» Exercise goal:
Reproduce every one of the records below in full, requests included, and adjust each coordinate in the answers by adding -71 to it. Leave the wording of the requests unchanged.

====================

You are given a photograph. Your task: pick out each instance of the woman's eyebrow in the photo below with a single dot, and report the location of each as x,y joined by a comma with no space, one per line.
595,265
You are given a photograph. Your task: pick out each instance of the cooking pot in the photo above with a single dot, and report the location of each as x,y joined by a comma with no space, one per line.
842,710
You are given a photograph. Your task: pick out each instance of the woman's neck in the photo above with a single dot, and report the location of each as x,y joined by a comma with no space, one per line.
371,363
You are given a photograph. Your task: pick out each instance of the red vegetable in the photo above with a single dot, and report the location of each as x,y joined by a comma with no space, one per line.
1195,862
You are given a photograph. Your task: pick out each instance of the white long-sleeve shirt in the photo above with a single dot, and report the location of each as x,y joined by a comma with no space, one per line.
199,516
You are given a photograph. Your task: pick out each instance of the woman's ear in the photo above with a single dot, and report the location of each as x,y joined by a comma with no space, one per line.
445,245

====================

» Full output:
You are given a photograph. Your task: pick out each instance of the woman's eyebrow in the photo below with a single dot, and report the location of each as x,y joined by a comma with no space, one per line.
524,194
You are given a photograph. Your task: pick out each instance of the cooking pot in the photo above with a single dot, and report the location of each as x,y joined by a comma with no space, one per line.
771,639
You are given a photograph. Your task: pick out each instance of the woman's neck in the photo above with a single dot, and report the location of each as x,y joined by a comma with no space, one per line.
300,292
You are given a photograph. Your task: pick out each instance of the red vegetable in the photo above with a single dot, and report the location of each as x,y joined by a comma with no space, one per line.
1124,791
You are given a photograph. Your task: pick out each instance of the white long-sleeve shirt in the photo above with a single dot, and report the location of each as x,y joined by a comma with no space, one per line.
128,445
You are given a photograph. Your task: pick out each instance of the woman's ear in the photo above with a single dot, and report the location of each as x,y joined by a comma with no space, one per line.
374,174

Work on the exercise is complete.